Aim of the task: Output the records exactly, with no line skipped.

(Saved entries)
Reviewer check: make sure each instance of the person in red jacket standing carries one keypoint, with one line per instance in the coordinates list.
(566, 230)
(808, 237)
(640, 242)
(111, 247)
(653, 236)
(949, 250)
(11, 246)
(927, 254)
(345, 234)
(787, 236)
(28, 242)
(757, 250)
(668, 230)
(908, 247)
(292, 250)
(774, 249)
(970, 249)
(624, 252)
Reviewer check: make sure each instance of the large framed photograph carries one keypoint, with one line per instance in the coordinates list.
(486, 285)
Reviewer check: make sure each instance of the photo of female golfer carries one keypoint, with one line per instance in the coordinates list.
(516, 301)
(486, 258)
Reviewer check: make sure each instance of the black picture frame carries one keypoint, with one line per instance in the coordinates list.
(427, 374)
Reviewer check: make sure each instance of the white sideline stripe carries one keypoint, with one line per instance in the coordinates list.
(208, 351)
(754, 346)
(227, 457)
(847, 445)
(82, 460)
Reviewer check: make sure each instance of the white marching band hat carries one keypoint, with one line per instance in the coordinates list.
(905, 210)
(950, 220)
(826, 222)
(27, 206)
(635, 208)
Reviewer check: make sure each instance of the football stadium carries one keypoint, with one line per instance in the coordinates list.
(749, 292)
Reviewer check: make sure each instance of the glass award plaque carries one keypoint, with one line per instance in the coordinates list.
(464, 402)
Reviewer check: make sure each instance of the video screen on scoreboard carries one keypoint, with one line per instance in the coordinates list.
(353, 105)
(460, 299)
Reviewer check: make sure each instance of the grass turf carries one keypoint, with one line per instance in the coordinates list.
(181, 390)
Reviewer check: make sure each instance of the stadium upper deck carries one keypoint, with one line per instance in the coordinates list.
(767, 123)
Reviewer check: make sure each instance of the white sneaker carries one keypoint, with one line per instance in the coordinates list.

Reply:
Reviewer check: make sure each instance of the person in red jacket standing carries one keypoint, with one line per instance in the coordinates list.
(566, 230)
(808, 237)
(640, 242)
(111, 247)
(653, 236)
(949, 250)
(11, 246)
(927, 254)
(345, 234)
(787, 236)
(28, 242)
(757, 250)
(668, 230)
(908, 247)
(292, 250)
(774, 249)
(970, 249)
(624, 252)
Reviewer check: make sure each instance of the large framed photograph carries one keypoint, with one line per instance in the coordinates list.
(486, 285)
Reviewer check: make sure each instance of the photo of female golfer carries one keypoint, with one line per instance in the coordinates list.
(516, 301)
(486, 258)
Reviewer check: make sure each instance of the black picture frame carries one keypoint, with one line per instance in the coordinates list.
(427, 374)
Reviewer check: make sure each instance of the white sideline stripe carries one keypoint, with one line per instance in the coordinates list.
(208, 351)
(754, 346)
(227, 457)
(847, 445)
(82, 460)
Reviewer check: make sure each instance of the white marching band hat carries one keypoint, with one line per instance in the coordinates list.
(905, 210)
(950, 220)
(826, 222)
(27, 206)
(635, 208)
Reviewer check: make sure each instance of the football stadium carries one keypoint, with one line per instance in the coordinates list.
(749, 292)
Reviewer check: make sure each instance of the glass award plaque carries one keypoint, with one line per instance in the coordinates list.
(464, 402)
Reviewer check: make sure each instance of the video screen on scoreboard carries one keypoint, with one line per instance in the coordinates list.
(353, 105)
(460, 299)
Reviewer check: make sure each instance of the grass turf carries one keypoint, with one line per instance in the coordinates list.
(181, 390)
Reviewer check: make sure each instance of the stadium upper deck carries one keypoint, with one line per instance in the coordinates list.
(767, 123)
Reviewer check: make sure each instance of the white sneaker carries one keypoint, with one line per instance in the coordinates list.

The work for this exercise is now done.